• **EXERCISE DETAILS**:
Nothing but the listing below, retyped exactly, should appear in the answer.

• **SOURCE MATERIAL**:
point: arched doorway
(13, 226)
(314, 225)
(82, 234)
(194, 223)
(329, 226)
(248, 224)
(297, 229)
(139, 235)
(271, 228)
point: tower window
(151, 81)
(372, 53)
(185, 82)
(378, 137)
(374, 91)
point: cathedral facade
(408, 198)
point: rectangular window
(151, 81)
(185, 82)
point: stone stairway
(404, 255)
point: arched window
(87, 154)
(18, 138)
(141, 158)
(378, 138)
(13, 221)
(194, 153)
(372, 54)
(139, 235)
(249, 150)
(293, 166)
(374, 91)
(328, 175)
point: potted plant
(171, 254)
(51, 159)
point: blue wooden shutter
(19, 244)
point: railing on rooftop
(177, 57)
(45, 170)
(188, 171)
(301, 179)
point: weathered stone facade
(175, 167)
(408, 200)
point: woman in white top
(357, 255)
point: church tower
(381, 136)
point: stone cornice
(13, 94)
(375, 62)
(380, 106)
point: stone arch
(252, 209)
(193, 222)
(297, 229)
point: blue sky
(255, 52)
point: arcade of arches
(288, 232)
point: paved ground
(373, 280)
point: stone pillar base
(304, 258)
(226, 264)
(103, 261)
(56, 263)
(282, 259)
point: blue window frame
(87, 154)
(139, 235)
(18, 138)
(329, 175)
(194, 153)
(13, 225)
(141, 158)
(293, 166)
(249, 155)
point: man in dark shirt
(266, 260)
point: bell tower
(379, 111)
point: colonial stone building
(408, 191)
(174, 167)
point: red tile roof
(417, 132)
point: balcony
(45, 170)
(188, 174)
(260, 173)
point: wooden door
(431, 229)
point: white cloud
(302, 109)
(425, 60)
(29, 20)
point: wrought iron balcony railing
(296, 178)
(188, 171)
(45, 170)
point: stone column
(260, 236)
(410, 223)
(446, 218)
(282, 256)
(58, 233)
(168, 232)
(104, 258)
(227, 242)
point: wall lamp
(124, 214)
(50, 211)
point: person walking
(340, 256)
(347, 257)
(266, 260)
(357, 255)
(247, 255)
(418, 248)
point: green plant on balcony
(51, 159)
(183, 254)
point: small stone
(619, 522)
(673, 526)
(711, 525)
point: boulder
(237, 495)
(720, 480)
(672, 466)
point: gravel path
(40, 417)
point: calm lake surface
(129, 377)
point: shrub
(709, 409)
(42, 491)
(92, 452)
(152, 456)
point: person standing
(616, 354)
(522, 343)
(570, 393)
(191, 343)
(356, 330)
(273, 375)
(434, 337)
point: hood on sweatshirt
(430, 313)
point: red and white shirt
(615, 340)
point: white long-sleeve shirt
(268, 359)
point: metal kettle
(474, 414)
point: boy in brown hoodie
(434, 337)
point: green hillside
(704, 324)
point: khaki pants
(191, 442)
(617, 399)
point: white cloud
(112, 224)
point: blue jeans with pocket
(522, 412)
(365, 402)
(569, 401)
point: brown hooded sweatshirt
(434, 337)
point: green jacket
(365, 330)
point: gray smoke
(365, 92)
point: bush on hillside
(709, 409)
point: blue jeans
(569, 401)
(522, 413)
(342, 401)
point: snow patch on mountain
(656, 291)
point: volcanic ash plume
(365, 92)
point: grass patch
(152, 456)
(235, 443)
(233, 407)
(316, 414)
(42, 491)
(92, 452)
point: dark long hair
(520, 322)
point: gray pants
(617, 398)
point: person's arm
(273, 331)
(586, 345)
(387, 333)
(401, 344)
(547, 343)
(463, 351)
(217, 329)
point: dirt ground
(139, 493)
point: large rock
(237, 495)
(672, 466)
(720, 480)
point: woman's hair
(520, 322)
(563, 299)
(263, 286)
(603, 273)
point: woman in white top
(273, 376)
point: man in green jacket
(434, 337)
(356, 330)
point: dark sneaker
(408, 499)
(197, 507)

• **TASK SOLUTION**:
point: arched doorway
(13, 226)
(314, 225)
(82, 234)
(194, 223)
(329, 226)
(248, 224)
(297, 229)
(139, 235)
(271, 228)
point: tower window
(151, 81)
(372, 53)
(185, 82)
(378, 137)
(374, 91)
point: cathedral facade
(408, 198)
point: rectangular window
(151, 81)
(185, 82)
point: stone stairway
(404, 255)
point: arched window
(87, 154)
(18, 138)
(141, 158)
(378, 138)
(13, 221)
(194, 153)
(372, 54)
(139, 235)
(249, 150)
(293, 166)
(374, 91)
(328, 175)
point: potted plant
(171, 254)
(51, 159)
point: blue wooden shutter
(19, 244)
point: railing on rooftop
(177, 57)
(45, 170)
(188, 171)
(301, 179)
point: weathered stone facade
(175, 167)
(408, 200)
point: woman in white top
(357, 255)
point: church tower
(381, 136)
point: stone cornice
(13, 94)
(375, 62)
(380, 106)
point: stone arch
(252, 209)
(193, 222)
(297, 229)
point: blue sky
(255, 52)
point: arcade of arches
(288, 232)
point: paved ground
(373, 280)
point: stone pillar base
(304, 258)
(226, 264)
(103, 261)
(56, 263)
(282, 259)
point: blue window frame
(87, 154)
(139, 235)
(18, 138)
(329, 175)
(194, 153)
(13, 225)
(141, 158)
(293, 166)
(249, 155)
point: man in dark shirt
(266, 260)
point: bell tower
(379, 111)
point: colonial stone building
(408, 191)
(174, 167)
point: red tile roof
(417, 132)
point: balcony
(45, 170)
(188, 174)
(260, 173)
point: wooden door
(431, 229)
point: white cloud
(302, 109)
(425, 60)
(29, 20)
point: wrought iron balcony railing
(296, 178)
(188, 171)
(45, 170)
point: stone column
(260, 236)
(410, 223)
(446, 218)
(282, 256)
(58, 233)
(168, 232)
(104, 258)
(227, 242)
point: wall lamp
(124, 214)
(50, 211)
point: person walking
(340, 256)
(347, 257)
(266, 260)
(357, 255)
(247, 255)
(418, 248)
point: green plant on balcony
(51, 159)
(183, 254)
point: small stone
(619, 522)
(673, 526)
(711, 525)
point: boulder
(237, 495)
(720, 480)
(672, 466)
point: gravel path
(40, 417)
point: calm lake surface
(129, 377)
point: shrub
(709, 409)
(42, 491)
(92, 452)
(152, 456)
point: person standing
(616, 354)
(522, 343)
(570, 393)
(191, 343)
(356, 330)
(273, 375)
(434, 337)
point: hood on sweatshirt
(430, 313)
point: red and white shirt
(615, 340)
point: white long-sleeve shirt
(268, 359)
point: metal kettle
(474, 414)
point: boy in brown hoodie
(434, 337)
point: green hillside
(704, 324)
point: khaki pants
(191, 442)
(617, 399)
point: white cloud
(112, 224)
point: blue jeans with pocket
(522, 412)
(365, 402)
(569, 401)
point: brown hooded sweatshirt
(434, 337)
point: green jacket
(365, 330)
point: gray smoke
(365, 92)
point: bush on hillside
(709, 409)
point: blue jeans
(569, 401)
(522, 413)
(342, 401)
point: snow patch on mountain
(656, 291)
point: volcanic ash plume
(365, 92)
point: grass patch
(152, 456)
(235, 443)
(233, 407)
(316, 414)
(42, 491)
(92, 452)
point: dark long hair
(520, 322)
point: gray pants
(617, 398)
point: person's arm
(273, 331)
(586, 345)
(387, 333)
(401, 344)
(547, 343)
(463, 351)
(217, 329)
point: dirt ground
(139, 493)
point: large rock
(237, 495)
(672, 466)
(720, 480)
point: woman's hair
(520, 322)
(563, 299)
(263, 286)
(603, 273)
point: woman in white top
(273, 376)
point: man in green jacket
(434, 337)
(356, 330)
point: dark sneaker
(408, 499)
(197, 507)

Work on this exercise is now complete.